**Required work**
Copy the following data exactly and drop the pictures.

(Given records begins)

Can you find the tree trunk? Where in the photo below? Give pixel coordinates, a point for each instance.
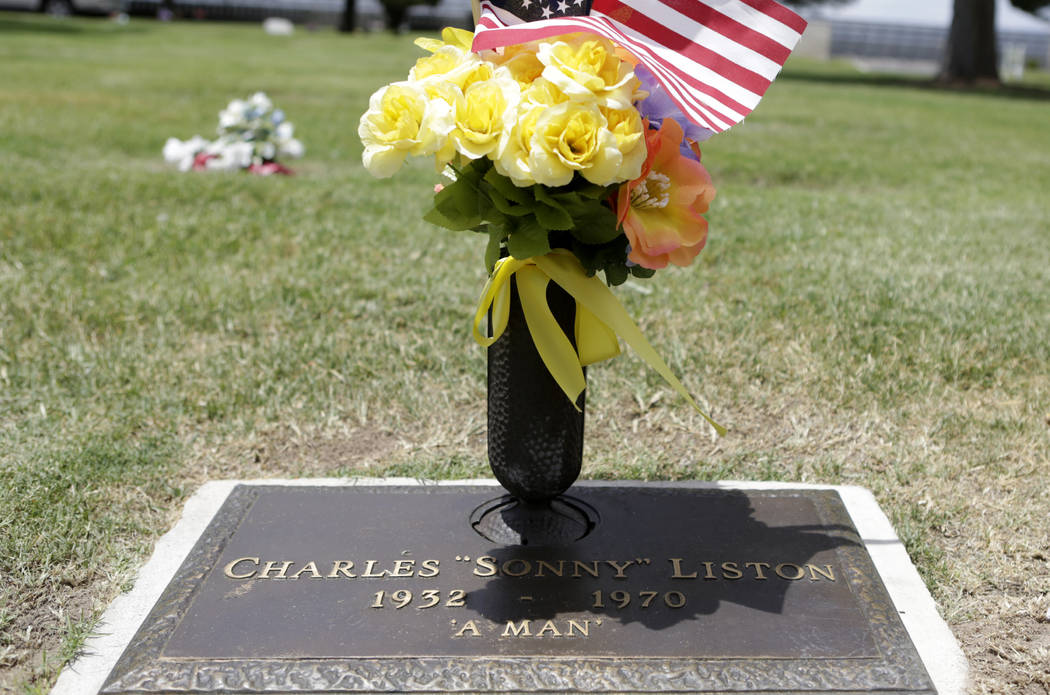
(971, 56)
(347, 23)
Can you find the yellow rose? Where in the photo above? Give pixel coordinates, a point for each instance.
(628, 129)
(586, 66)
(512, 156)
(520, 61)
(446, 64)
(482, 113)
(449, 37)
(401, 121)
(544, 92)
(572, 137)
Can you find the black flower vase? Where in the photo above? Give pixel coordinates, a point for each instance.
(536, 436)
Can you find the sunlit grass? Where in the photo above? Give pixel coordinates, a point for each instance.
(873, 309)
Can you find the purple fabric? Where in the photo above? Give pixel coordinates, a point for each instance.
(658, 106)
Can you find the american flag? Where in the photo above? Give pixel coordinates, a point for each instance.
(715, 58)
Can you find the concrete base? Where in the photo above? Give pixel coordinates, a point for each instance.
(933, 640)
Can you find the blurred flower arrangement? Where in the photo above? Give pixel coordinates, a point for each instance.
(252, 135)
(572, 163)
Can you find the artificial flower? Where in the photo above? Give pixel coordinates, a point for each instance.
(572, 137)
(400, 121)
(586, 66)
(482, 113)
(662, 210)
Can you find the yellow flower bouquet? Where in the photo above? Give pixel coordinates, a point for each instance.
(552, 153)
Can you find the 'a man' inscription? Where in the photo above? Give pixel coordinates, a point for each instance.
(359, 589)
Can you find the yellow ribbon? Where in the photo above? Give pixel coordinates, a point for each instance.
(600, 319)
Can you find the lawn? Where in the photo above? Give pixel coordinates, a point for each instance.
(873, 309)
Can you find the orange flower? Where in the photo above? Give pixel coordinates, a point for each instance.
(662, 210)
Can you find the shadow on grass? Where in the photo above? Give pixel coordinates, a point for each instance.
(1008, 91)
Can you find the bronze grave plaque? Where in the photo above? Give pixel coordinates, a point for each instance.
(391, 589)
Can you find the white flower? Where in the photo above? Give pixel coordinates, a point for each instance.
(182, 153)
(229, 155)
(400, 121)
(232, 116)
(292, 148)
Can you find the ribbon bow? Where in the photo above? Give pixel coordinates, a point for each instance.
(600, 319)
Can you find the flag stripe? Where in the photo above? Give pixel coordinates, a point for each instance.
(698, 15)
(716, 110)
(664, 36)
(715, 58)
(779, 13)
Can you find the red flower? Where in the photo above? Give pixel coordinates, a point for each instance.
(662, 210)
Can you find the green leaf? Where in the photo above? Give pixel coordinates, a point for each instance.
(507, 188)
(549, 212)
(615, 274)
(492, 249)
(528, 239)
(599, 226)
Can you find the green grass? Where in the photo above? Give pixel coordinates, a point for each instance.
(873, 309)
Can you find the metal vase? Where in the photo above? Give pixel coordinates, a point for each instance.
(536, 437)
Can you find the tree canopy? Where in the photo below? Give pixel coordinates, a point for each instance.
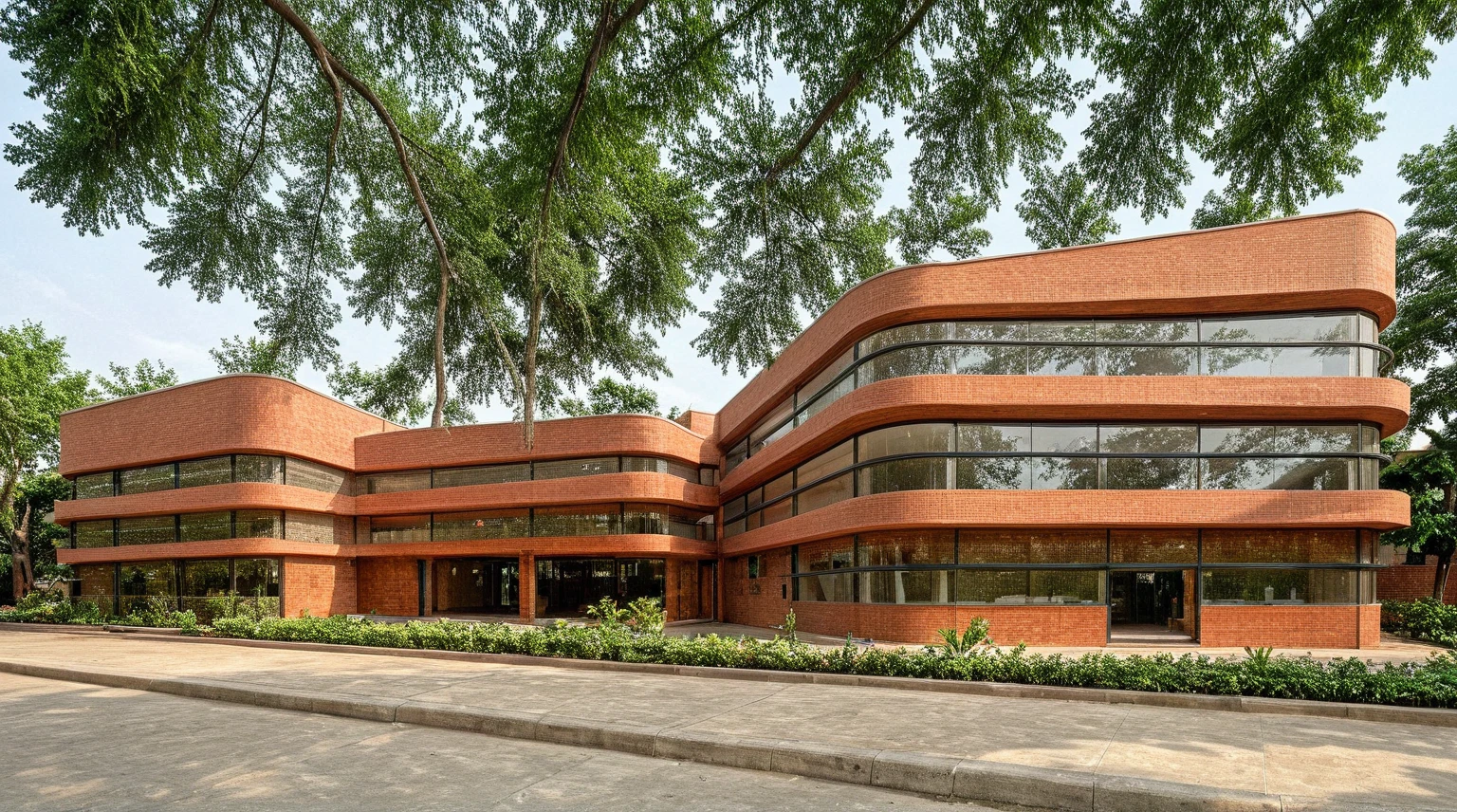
(529, 192)
(133, 380)
(612, 397)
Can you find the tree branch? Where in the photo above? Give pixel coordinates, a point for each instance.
(847, 87)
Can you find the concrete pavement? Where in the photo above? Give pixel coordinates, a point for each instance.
(981, 748)
(122, 751)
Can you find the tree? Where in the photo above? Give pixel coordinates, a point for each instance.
(1060, 211)
(255, 355)
(247, 122)
(135, 380)
(612, 397)
(1429, 477)
(1274, 95)
(35, 388)
(1228, 211)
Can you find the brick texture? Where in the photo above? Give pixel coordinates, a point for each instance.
(388, 586)
(318, 586)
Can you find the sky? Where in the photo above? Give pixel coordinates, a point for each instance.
(98, 293)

(Given records ends)

**Response to this task**
Can you find the tree trunk? Where in the photo below? Give pixel coordinates, a point for each instance.
(971, 56)
(347, 23)
Can you find the yellow rose? Where in the photo above? Give pixel coordinates, a point for each instance.
(628, 129)
(586, 66)
(512, 156)
(520, 61)
(446, 64)
(482, 113)
(449, 37)
(401, 121)
(544, 92)
(572, 137)
Can you find the black flower vase? Where in the photo above? Give pixel coordinates, a point for each instance.
(536, 436)
Can you find the sunlit grass? Where in the photo above? Give pixel coordinates, a point for each instance.
(873, 309)
Can you find the purple fabric? Where in the photo above? Give pixel coordinates, a point for each instance.
(658, 106)
Can you find the american flag? Where in the photo above? Give pixel coordinates, a point for each instance.
(715, 58)
Can you find the concrete base? Where in the photo above? Give pixel coordinates, a point for each instance.
(933, 640)
Can you find the blurred flower arrangement? Where in the photo above? Give pixel coordinates, a point for each instance.
(252, 135)
(572, 163)
Can you find the artificial flower? Where in the photo above? Give pixel coordinates, a point for each instance.
(572, 137)
(400, 121)
(586, 66)
(482, 113)
(662, 210)
Can you find the yellow flower bouquet? Where in the photo above? Give pixel coordinates, a point for each instance.
(552, 153)
Can you find the 'a man' inscription? Where in the photo above? Give pixel coordinates, a point for each instance.
(359, 589)
Can you find the yellow ribbon? Where in the photo above? Give pixel coordinates, a point for each instance.
(600, 319)
Can you find the lawn? Where in the photo above? Give pixel coordinates, a point for each instance.
(873, 309)
Can you find the orange flower? Where in the photo above? Give pixel coordinates, a point for each instance.
(662, 210)
Can you find the shadow on grass? Where in the photo above? Give pixel coordinates, a point for each instance.
(1008, 91)
Can you find the bronze grave plaque? Where in the photo above? Give pixel coordinates, a point for each instance.
(391, 589)
Can you find the white flower? Where in the photo above? Give pixel coordinates, a point for each instance.
(182, 153)
(229, 155)
(400, 121)
(232, 116)
(292, 148)
Can you find the ribbon bow? Where in the photo above? Give pixel coordinates, a point for each instance.
(600, 319)
Can you find the flag stripe? Where in the photo above? Give pixel coordinates, a point for each instance.
(698, 15)
(716, 110)
(664, 36)
(715, 58)
(779, 13)
Can you find the red flower? Where in the photo above? Give pixel coordinates, a point for each instance.
(662, 210)
Can you find the green leaf? Where in the photo above? Give pixel coordinates, a point for each instance.
(507, 188)
(549, 212)
(615, 274)
(492, 249)
(528, 239)
(599, 226)
Can you find the green grass? Where in the photo above? Give pixel coordinates, a point for each instance.
(873, 309)
Can you find the metal vase? Where in the photo above? Give pixel coordinates, a point for each instance.
(536, 437)
Can you find the tree canopy? Where in the photo below? Give pixel coordinates, a point for each instance.
(529, 192)
(133, 380)
(612, 397)
Can you find the tree branch? Where in the photo above? Give pixel coordinates, a point for each instance.
(847, 87)
Can you find the concrete pavement? Where in the photo above? Give pixel coordinates, a point for each instance.
(981, 748)
(122, 751)
Can you find the tree? Where in the photo above? Give pixel coordinates, a point for each instance.
(1060, 211)
(255, 355)
(247, 122)
(135, 380)
(612, 397)
(1429, 477)
(1274, 95)
(35, 388)
(1228, 211)
Can you find the brick texture? Where in the photo above? Give pixel coordinates, a point for each instance.
(388, 586)
(318, 586)
Can you find the sky? Where in the photo above? Give pixel coordinates, a point for each instance.
(98, 293)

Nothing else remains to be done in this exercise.